*Material supplied*.
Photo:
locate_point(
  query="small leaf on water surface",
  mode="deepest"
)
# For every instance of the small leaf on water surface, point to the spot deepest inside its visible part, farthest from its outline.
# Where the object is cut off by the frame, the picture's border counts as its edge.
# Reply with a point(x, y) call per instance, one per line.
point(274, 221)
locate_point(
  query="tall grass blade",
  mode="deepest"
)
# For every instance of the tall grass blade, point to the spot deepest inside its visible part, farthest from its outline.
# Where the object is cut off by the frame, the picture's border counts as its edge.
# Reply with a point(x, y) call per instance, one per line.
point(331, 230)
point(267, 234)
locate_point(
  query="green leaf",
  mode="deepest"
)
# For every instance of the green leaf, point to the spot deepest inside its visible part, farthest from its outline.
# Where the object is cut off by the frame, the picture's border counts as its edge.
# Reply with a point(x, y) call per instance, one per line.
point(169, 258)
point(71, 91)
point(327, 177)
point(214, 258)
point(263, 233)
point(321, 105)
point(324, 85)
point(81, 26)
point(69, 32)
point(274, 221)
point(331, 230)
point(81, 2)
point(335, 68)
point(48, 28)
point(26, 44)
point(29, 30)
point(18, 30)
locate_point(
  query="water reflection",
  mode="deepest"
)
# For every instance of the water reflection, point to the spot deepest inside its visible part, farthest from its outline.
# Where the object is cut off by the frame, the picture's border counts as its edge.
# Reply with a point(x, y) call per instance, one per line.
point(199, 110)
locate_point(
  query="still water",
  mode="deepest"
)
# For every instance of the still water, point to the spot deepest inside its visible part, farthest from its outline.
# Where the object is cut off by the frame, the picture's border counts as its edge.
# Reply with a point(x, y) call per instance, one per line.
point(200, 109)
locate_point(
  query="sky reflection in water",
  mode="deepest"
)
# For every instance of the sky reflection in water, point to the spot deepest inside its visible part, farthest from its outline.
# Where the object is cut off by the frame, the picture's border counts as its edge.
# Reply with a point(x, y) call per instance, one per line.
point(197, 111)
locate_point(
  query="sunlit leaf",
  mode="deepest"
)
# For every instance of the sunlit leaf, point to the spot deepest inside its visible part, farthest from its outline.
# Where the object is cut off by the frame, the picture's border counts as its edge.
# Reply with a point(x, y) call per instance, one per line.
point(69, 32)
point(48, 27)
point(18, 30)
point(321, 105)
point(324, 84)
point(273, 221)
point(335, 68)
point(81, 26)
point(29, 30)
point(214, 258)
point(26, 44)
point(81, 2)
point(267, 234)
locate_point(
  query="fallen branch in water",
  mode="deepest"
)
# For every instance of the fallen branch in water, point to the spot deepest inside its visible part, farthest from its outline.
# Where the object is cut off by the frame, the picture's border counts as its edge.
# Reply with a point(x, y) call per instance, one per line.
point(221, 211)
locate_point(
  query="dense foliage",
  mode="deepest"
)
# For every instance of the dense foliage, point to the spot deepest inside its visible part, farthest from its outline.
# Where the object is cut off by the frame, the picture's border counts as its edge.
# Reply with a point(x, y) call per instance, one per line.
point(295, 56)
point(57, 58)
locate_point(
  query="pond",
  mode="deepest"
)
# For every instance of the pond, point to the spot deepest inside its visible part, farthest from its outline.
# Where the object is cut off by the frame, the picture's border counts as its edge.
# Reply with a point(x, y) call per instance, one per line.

*Task goal*. All of the data above should be set down again exactly.

*Reply*.
Photo:
locate_point(
  query="small leaf on water surface",
  mode="deepest"
)
# For every instance of the small leaf on water surface, point to the spot deepest inside its visible part, farthest from its outline.
# Where the object is cut off by the frame, the picture's border counts as its edge.
# Reply with a point(x, y) call per instance, one per line.
point(274, 221)
locate_point(
  query="tall grass blade",
  mode="deepest"
)
# For every instance of the tall grass blade, point to the spot deepest inside its visible part, farthest from its outline.
# Where the object is cut off by the frame, the picture's border counts as its edge.
# Reply with a point(x, y) call per instance, one per line.
point(331, 230)
point(267, 234)
locate_point(
  query="green leaf",
  mode="deepest"
)
# For every instance of the green leaf, point to the spot deepest inside its visible part, farthest from its outline.
# Where the object is cut off by the frame, the picture's border counts as its edge.
# Reply with a point(x, y) call per instance, one per line.
point(169, 258)
point(71, 91)
point(327, 177)
point(214, 258)
point(263, 233)
point(321, 105)
point(324, 85)
point(81, 26)
point(69, 32)
point(274, 221)
point(331, 230)
point(81, 2)
point(335, 68)
point(48, 28)
point(26, 44)
point(29, 30)
point(18, 30)
locate_point(
  query="water reflection",
  mode="deepest"
)
# For every instance of the water reflection, point to the spot deepest inside its visible part, farthest from its outline.
# Where the object is cut off by the frame, the picture's border counts as its edge.
# Reply with a point(x, y) call per instance, one per line.
point(199, 110)
locate_point(
  query="still water",
  mode="deepest"
)
# For every instance of the still water, point to the spot deepest inside its visible part, farthest from its outline.
# Where the object is cut off by the frame, the picture's border counts as its edge.
# Reply with a point(x, y) call per instance, one per line.
point(200, 109)
locate_point(
  query="sky reflection in water",
  mode="deepest"
)
# For every instance of the sky reflection in water, point to the spot deepest inside its visible part, farthest from its outline.
# Where the object is cut off by the frame, the picture's border counts as its edge.
# Reply with a point(x, y) call per instance, one per line.
point(197, 111)
locate_point(
  query="sunlit leaf",
  mode="deepest"
)
# For every instance of the sunlit leaf, point to the spot deepest inside its visible part, farthest from its outline.
# Where the object is cut off by the frame, the picture's border counts as its edge.
# Reply with a point(x, y) call per instance, one per line.
point(69, 32)
point(48, 27)
point(18, 30)
point(321, 105)
point(324, 84)
point(273, 221)
point(335, 68)
point(81, 26)
point(29, 30)
point(214, 258)
point(26, 44)
point(81, 2)
point(267, 234)
locate_point(
  query="fallen branch in water",
  mode="deepest"
)
# For every instance of the fallen branch in water, point to the spot deepest inside its visible part, farthest from its outline.
# Where the object is cut off by the frame, the picture's border counts as its edge.
# Reply with a point(x, y) call per instance, one per line.
point(221, 211)
locate_point(
  query="dense foliage",
  mode="deepest"
)
# For every instance of the dense foliage, point to the spot deepest inside its visible part, farthest from its outline.
# Where the object is cut off by the frame, the picture's border counts as its edge.
# Reply with a point(x, y) call per instance, one per line.
point(295, 56)
point(57, 58)
locate_point(
  query="pond",
  mode="deepest"
)
# For every instance of the pond, point to the spot deepest inside its visible part, farthest from its outline.
# Where the object is cut off by the frame, the picture's border counts as its edge.
# Reply with a point(x, y) call per instance, one per line.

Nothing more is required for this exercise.